▶ _Your goal_
Quote the records that follow in full and exactly; leave out the pictures.

▶ _Available data_

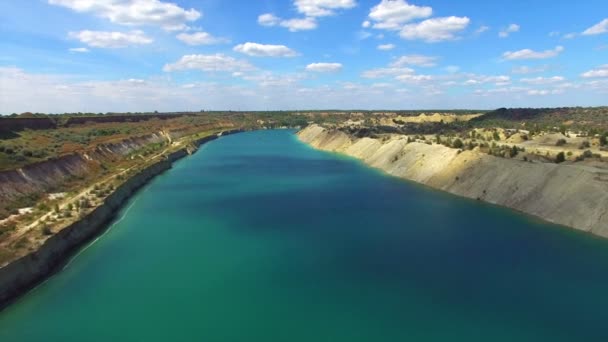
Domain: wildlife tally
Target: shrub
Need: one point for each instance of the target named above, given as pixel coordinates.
(513, 151)
(457, 143)
(46, 230)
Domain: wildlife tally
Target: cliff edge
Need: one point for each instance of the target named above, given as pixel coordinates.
(570, 195)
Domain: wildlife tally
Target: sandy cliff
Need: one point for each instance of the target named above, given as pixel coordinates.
(23, 274)
(571, 195)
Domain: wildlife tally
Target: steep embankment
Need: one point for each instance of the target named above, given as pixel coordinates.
(40, 177)
(23, 274)
(571, 195)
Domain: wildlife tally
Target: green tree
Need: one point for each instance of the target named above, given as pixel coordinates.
(604, 139)
(514, 151)
(457, 143)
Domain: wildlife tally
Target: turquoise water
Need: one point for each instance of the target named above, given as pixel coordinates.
(257, 237)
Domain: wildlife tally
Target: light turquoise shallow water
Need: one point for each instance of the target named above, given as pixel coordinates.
(259, 238)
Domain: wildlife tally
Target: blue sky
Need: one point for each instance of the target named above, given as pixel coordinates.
(142, 55)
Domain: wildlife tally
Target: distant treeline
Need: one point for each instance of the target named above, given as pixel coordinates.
(41, 121)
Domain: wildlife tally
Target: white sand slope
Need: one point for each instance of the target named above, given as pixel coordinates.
(571, 195)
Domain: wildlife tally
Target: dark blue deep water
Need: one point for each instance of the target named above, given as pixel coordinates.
(258, 237)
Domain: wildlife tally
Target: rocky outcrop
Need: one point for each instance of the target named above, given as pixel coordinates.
(46, 175)
(570, 195)
(25, 273)
(19, 124)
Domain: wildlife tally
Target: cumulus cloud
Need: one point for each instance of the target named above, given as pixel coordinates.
(599, 28)
(500, 80)
(414, 78)
(543, 80)
(387, 72)
(508, 30)
(416, 60)
(435, 30)
(299, 24)
(482, 29)
(268, 19)
(201, 38)
(385, 47)
(209, 63)
(393, 14)
(544, 92)
(113, 40)
(265, 50)
(324, 67)
(525, 70)
(293, 25)
(169, 16)
(79, 50)
(531, 54)
(322, 8)
(601, 71)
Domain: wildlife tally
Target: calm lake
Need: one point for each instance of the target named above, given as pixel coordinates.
(258, 237)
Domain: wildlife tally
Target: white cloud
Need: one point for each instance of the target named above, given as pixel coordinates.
(435, 30)
(543, 80)
(482, 29)
(263, 50)
(599, 28)
(386, 72)
(209, 63)
(452, 69)
(601, 71)
(544, 92)
(103, 39)
(531, 54)
(322, 8)
(569, 36)
(268, 19)
(324, 67)
(393, 14)
(79, 50)
(297, 24)
(169, 16)
(417, 60)
(294, 25)
(385, 47)
(201, 38)
(507, 31)
(525, 70)
(416, 79)
(483, 79)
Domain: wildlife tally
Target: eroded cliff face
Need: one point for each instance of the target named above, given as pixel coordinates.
(571, 195)
(44, 176)
(21, 275)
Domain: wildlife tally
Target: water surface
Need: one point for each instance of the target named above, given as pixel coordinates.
(258, 237)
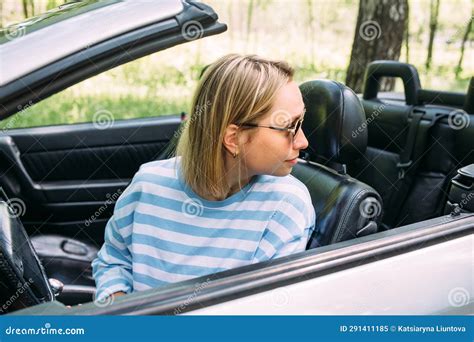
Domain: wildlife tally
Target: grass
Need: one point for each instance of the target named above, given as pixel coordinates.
(318, 47)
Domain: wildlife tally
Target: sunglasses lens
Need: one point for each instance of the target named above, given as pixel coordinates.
(297, 128)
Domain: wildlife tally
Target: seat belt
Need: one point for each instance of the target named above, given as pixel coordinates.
(406, 155)
(408, 167)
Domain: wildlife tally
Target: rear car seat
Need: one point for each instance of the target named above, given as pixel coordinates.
(345, 207)
(414, 147)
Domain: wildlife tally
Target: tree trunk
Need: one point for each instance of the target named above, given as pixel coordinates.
(25, 8)
(434, 11)
(1, 14)
(407, 37)
(463, 43)
(379, 35)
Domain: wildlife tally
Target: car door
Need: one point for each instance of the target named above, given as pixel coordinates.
(64, 178)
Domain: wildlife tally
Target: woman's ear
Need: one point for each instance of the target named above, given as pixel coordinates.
(231, 139)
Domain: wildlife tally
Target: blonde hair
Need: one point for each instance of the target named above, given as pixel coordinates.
(235, 89)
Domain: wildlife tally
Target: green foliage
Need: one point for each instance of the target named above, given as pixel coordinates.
(163, 83)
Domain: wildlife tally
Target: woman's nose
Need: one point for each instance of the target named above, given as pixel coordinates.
(300, 142)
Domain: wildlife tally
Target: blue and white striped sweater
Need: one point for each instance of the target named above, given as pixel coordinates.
(161, 232)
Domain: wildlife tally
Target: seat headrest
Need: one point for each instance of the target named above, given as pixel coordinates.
(335, 123)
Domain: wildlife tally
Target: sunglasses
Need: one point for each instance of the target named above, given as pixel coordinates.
(293, 130)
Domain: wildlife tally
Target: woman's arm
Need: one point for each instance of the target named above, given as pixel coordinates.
(112, 269)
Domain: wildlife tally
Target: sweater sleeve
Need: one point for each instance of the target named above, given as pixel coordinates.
(289, 229)
(112, 269)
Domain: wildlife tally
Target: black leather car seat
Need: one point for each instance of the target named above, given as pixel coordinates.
(334, 126)
(23, 282)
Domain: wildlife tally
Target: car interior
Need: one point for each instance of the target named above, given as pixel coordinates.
(374, 163)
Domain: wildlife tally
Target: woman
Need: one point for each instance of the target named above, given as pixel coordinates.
(227, 200)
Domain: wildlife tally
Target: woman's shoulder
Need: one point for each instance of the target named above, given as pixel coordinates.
(288, 186)
(163, 166)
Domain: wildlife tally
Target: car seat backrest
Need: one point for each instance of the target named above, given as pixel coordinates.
(345, 207)
(23, 282)
(414, 146)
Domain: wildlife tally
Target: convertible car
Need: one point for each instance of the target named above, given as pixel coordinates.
(390, 177)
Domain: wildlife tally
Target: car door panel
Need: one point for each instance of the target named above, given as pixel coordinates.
(69, 176)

▶ _Reply to the exercise_
Domain: wildlife tally
Target: shrub
Need: one point for each instance of the target named above, given as pixel coordinates.
(513, 151)
(457, 143)
(46, 230)
Domain: wildlife tally
Target: cliff edge
Need: one point for each instance of the target named above, given as pixel coordinates.
(570, 195)
Domain: wildlife tally
Target: sandy cliff
Need: one point for each instance of the target named above, given as pixel coordinates.
(23, 274)
(571, 195)
Domain: wildlife tally
Target: steep embankment
Need: one point for each instance of the target named above, given as pixel coordinates.
(40, 177)
(23, 274)
(571, 195)
Domain: wildlife tally
Target: green tree
Need: one point for each instance of the target named above, given as pixel coordinates.
(604, 139)
(514, 151)
(457, 143)
Domain: wildlife tally
Target: turquoise water
Need: one point for each instance of the target named above, given as pixel coordinates.
(257, 237)
Domain: wildlife tally
Target: light turquoise shallow water
Need: one point for each instance of the target named above, given as pixel coordinates.
(259, 238)
Domain: wildlife tally
Target: blue sky
Need: one point for each instance of the target named above, given as pixel coordinates.
(142, 55)
Domain: wildlife tally
Target: distant treeline
Need: one point for each instance of the target named above, given as pixel coordinates.
(41, 121)
Domain: wildlife tally
Target: white sand slope
Need: one point for each instance of the target named above, given as pixel coordinates.
(571, 195)
Domain: wildlife tally
Target: dark blue deep water
Need: one point for each instance of the target named above, given as pixel coordinates.
(258, 237)
Domain: wildlife tally
Target: rocky outcrop
Need: one point for each instance of the target named above, given as pixel coordinates.
(46, 175)
(570, 195)
(25, 273)
(19, 124)
Domain: wildlife tally
Target: cumulus cloud
Need: one point for each instance of the target named above, given as pixel coordinates.
(599, 28)
(500, 80)
(414, 78)
(543, 80)
(387, 72)
(508, 30)
(416, 60)
(435, 30)
(299, 24)
(482, 29)
(268, 19)
(201, 38)
(385, 47)
(209, 63)
(393, 14)
(544, 92)
(113, 40)
(265, 50)
(324, 67)
(525, 70)
(293, 25)
(169, 16)
(79, 50)
(531, 54)
(322, 8)
(601, 71)
Domain: wildlife tally
Target: calm lake
Need: one point for each instance of the target named above, given as pixel coordinates.
(258, 237)
Domain: wildlife tally
Target: white cloud
Need: one point for each instance of the target named above, given as pixel coordinates.
(435, 30)
(543, 80)
(482, 29)
(263, 50)
(599, 28)
(386, 72)
(209, 63)
(452, 69)
(601, 71)
(544, 92)
(103, 39)
(531, 54)
(322, 8)
(569, 36)
(268, 19)
(324, 67)
(393, 14)
(79, 50)
(297, 24)
(169, 16)
(417, 60)
(294, 25)
(385, 47)
(201, 38)
(507, 31)
(525, 70)
(416, 79)
(483, 79)
Domain: wildlife tally
Target: eroded cliff face
Need: one point for each instance of the target named above, given as pixel coordinates.
(571, 195)
(44, 176)
(21, 275)
Domain: wildlife tally
Target: water surface
Need: one point for each instance of the target named above, given as pixel coordinates.
(258, 237)
Domain: wildlife tally
Target: grass
Need: one point for each instance of the target named above, given as pixel coordinates.
(318, 47)
Domain: wildlife tally
Target: sunglasses lens
Need: one point for each instance of the target named above, given as pixel coordinates.
(297, 128)
Domain: wildlife tally
Target: seat belt
Need: one point for each instance of the target named above, given as pixel coordinates.
(406, 155)
(408, 167)
Domain: wildlife tally
Target: rear car seat
Need: one point for each instance of the target named above, given as pixel coordinates.
(345, 207)
(414, 147)
Domain: wildlife tally
Target: tree trunk
Need: one point for each instance of the target named above, given as pixel coordinates.
(25, 8)
(434, 11)
(1, 14)
(407, 37)
(463, 43)
(379, 35)
Domain: wildlife tally
Target: car door
Need: one point for each instance of the target named above, given as pixel coordinates.
(64, 178)
Domain: wildlife tally
Target: woman's ear
Need: one point for each instance of the target named above, given as pixel coordinates.
(231, 139)
Domain: wildlife tally
Target: blonde hair
Need: one point for each instance of the target named above, given as pixel coordinates.
(235, 89)
Domain: wildlife tally
Target: green foliage
Need: one point for each instance of the target named above, given as pixel coordinates.
(163, 83)
Domain: wildlife tally
Target: woman's nose
Need: one point for each instance of the target named above, given as pixel coordinates.
(300, 142)
Domain: wildlife tally
Target: blue and white striped sweater
Need: one point for each instance of the target named above, given as pixel coordinates.
(161, 232)
Domain: wildlife tally
Target: seat headrest
Need: one point for each instance of the target named above, given as pixel coordinates.
(335, 123)
Domain: wildlife tally
Target: sunglasses
Need: one point for each instance of the target named above, given as pixel coordinates.
(293, 130)
Domain: wildlife tally
Target: woman's arm
Need: one point for each instance of the target named above, given as pixel coordinates.
(112, 269)
Domain: wildlife tally
Target: sweater sleeve
Need: one point for each instance of the target named above, given as pixel coordinates.
(289, 229)
(112, 269)
Domain: wildlife tally
Target: black leather car seat
Need: one point for each instance of the target named above, given as pixel coordinates.
(334, 126)
(23, 282)
Domain: wildlife tally
Target: car interior
Need: one point for each instance of the target named above, given as pixel coordinates.
(374, 163)
Domain: wildlife tally
Target: woman
Need: one point for each instance of the target named above, given as pixel coordinates.
(227, 200)
Domain: wildlife tally
Target: woman's shoulder
Need: one point for each instance of the target named above, given as pixel coordinates.
(288, 186)
(163, 166)
Domain: wildlife tally
Target: car seat backrest
Need: one point for each instance of the target named above, given as pixel coordinates.
(345, 207)
(23, 282)
(414, 146)
Domain: wildlife tally
Target: convertible car
Need: one point for each instance of the target named above, given as pixel coordinates.
(390, 177)
Domain: wildlife tally
Target: car door panel
Need: one point for each instance of the target named above, given as pixel coordinates.
(69, 176)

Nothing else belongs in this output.